§ **PROBLEM DETAILS**:
Could you quote the material below line for line, without changing anything?

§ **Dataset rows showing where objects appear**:
══════════

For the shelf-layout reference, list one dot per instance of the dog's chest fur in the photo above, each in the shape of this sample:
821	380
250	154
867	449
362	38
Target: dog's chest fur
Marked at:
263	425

══════════

§ **WRITTEN SOLUTION**:
For the shelf-layout reference, list one dot per instance of the dog's chest fur in the photo above, each in the shape of this sample:
821	380
250	154
867	449
362	38
Target: dog's chest fur
Marked at:
263	425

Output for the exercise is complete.